Copy the lines of the listing from the line with "Give the mask of every instance of the person" up to and including the line with "393), (490, 393)]]", switching "umbrella" to "parasol" and keeping everything else unchanged.

_Exercise materials_
━━━━━━
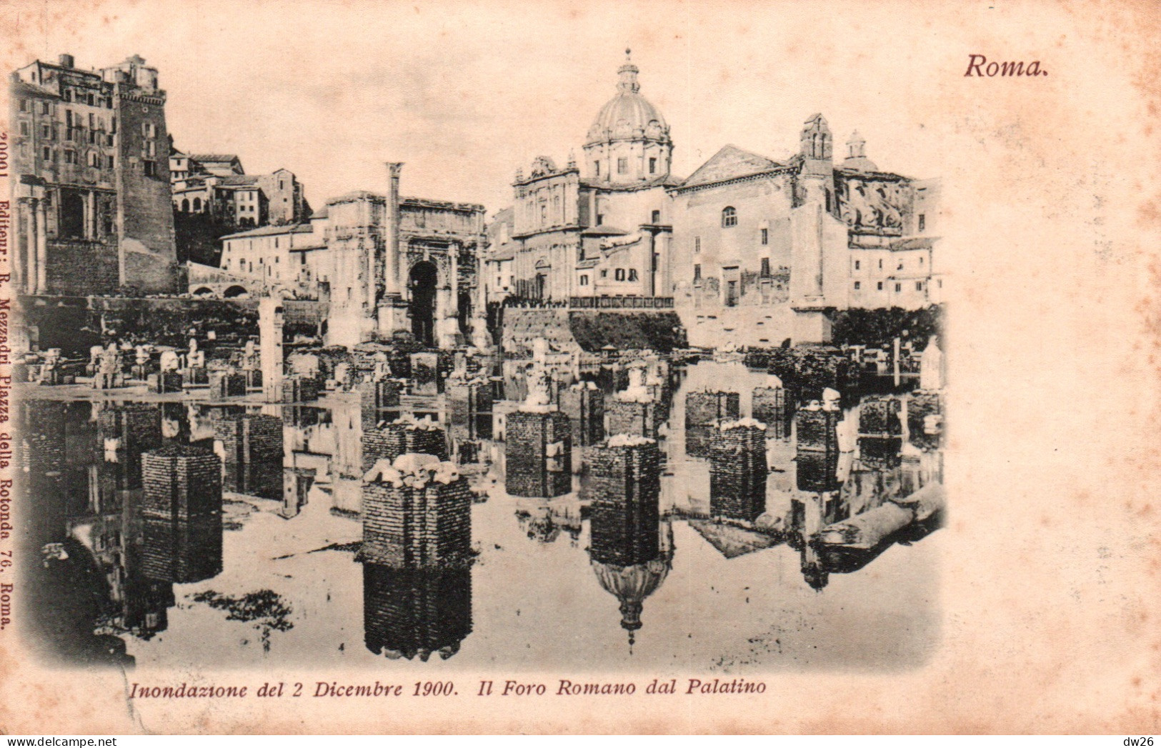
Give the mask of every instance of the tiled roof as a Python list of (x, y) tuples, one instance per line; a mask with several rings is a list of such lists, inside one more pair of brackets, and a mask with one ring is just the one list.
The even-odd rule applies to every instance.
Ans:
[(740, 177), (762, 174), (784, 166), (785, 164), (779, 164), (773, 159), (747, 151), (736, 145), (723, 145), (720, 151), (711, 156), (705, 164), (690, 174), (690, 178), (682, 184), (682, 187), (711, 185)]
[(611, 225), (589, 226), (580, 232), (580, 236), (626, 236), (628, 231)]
━━━━━━
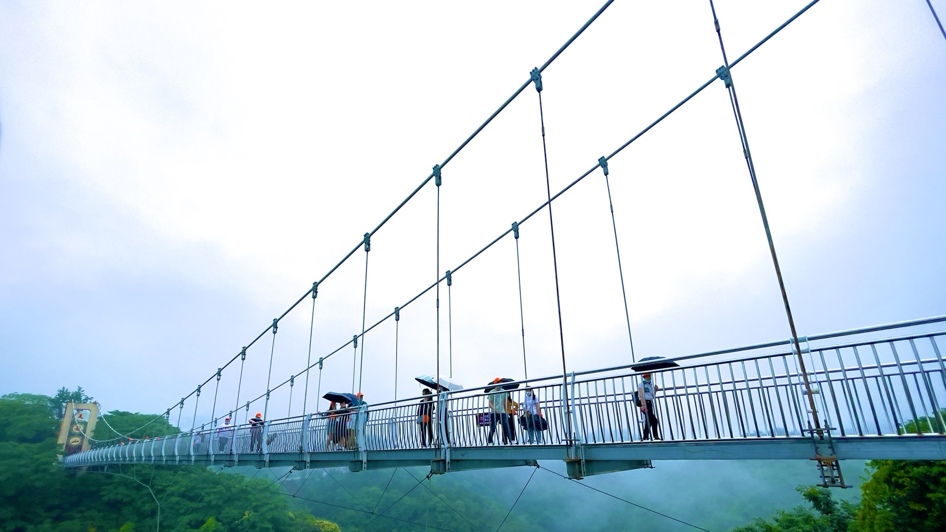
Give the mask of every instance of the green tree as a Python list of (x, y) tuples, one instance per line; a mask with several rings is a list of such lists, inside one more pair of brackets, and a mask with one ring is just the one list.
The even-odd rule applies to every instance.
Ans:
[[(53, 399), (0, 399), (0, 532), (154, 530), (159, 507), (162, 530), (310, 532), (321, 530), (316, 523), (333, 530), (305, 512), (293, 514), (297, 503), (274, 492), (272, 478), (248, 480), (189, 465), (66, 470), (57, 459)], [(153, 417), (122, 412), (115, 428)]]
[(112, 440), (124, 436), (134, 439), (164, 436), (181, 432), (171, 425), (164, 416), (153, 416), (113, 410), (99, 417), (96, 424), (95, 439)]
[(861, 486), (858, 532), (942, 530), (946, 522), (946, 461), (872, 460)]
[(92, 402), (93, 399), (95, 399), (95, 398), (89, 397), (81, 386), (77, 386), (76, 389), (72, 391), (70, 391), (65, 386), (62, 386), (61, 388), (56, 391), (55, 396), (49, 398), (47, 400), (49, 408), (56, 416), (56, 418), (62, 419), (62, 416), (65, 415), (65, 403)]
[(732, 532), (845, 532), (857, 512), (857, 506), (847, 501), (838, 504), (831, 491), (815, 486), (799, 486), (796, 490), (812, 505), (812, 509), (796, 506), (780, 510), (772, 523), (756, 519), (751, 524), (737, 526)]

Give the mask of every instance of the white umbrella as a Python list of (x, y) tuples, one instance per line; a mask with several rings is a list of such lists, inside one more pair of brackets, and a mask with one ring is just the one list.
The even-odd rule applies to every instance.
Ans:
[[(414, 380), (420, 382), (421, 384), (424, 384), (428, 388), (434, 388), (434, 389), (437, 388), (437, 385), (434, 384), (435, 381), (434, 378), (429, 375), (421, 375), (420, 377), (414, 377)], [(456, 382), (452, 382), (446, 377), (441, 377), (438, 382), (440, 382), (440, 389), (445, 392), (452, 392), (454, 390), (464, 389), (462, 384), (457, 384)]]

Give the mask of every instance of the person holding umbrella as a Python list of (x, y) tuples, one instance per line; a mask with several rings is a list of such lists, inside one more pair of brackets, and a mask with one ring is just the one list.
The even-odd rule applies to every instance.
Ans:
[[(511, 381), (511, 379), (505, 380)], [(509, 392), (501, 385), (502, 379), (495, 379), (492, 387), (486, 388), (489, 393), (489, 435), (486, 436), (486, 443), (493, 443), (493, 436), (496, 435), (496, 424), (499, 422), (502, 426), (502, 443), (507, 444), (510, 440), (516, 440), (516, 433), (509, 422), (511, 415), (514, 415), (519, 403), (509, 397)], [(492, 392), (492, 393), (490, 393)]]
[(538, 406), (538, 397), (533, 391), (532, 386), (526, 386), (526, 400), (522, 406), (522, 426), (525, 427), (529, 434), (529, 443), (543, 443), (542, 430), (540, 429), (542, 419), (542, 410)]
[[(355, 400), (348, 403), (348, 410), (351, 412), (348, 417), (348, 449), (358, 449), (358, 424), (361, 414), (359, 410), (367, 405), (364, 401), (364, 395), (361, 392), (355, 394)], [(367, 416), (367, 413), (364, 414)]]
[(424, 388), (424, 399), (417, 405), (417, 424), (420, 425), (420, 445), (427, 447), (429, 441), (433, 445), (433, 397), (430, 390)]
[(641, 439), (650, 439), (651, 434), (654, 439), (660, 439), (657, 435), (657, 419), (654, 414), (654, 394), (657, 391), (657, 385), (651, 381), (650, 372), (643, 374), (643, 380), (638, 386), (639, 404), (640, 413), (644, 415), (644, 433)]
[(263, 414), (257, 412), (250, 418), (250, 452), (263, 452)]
━━━━━━
_Written reply_
Give the mask of every instance of the person holding parasol as a Python list of (x, y) tuples, one instance per line; a mask with several rings is a list of such lists, inside one more pair of brackets, and a mask with one ring is just the one list.
The even-odd rule applies to every instance.
Ans:
[[(511, 381), (511, 379), (505, 380)], [(509, 392), (501, 385), (502, 379), (495, 379), (492, 387), (486, 388), (489, 393), (489, 435), (486, 436), (486, 443), (493, 443), (493, 436), (496, 435), (496, 424), (499, 422), (502, 426), (502, 443), (507, 444), (510, 440), (516, 440), (516, 433), (509, 422), (511, 415), (514, 415), (519, 403), (509, 397)], [(492, 392), (492, 393), (490, 393)]]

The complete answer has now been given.